### WORK TO DO:
Reproduce the lines of the records below, starting at the line that contains "the finger, one" and continuing through the end of the records, with both ends included.

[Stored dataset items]
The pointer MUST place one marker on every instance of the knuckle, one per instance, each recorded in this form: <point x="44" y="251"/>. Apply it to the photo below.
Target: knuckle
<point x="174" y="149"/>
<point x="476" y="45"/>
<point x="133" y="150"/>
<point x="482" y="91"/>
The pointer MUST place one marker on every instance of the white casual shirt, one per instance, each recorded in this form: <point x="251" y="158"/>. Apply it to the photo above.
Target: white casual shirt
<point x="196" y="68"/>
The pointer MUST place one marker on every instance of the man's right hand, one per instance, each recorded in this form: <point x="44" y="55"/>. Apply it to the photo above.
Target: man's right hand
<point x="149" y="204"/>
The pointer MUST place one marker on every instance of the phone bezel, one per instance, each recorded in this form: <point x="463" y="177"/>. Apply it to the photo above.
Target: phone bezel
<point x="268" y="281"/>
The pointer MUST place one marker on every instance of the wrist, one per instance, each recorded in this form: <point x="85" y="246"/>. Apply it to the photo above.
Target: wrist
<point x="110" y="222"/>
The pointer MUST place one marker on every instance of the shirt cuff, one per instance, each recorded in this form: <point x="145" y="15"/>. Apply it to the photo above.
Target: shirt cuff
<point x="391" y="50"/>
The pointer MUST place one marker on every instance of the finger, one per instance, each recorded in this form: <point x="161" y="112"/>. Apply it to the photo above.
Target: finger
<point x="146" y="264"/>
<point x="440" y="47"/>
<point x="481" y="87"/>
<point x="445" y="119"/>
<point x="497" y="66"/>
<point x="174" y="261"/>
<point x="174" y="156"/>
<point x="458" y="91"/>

### EXERCISE RESPONSE:
The pointer MUST place one marker on every instance of the finger, one per instance, each recorded in this form: <point x="161" y="112"/>. Apply it to the photo above.
Target: finger
<point x="146" y="264"/>
<point x="440" y="47"/>
<point x="481" y="87"/>
<point x="445" y="119"/>
<point x="497" y="66"/>
<point x="174" y="261"/>
<point x="174" y="156"/>
<point x="458" y="91"/>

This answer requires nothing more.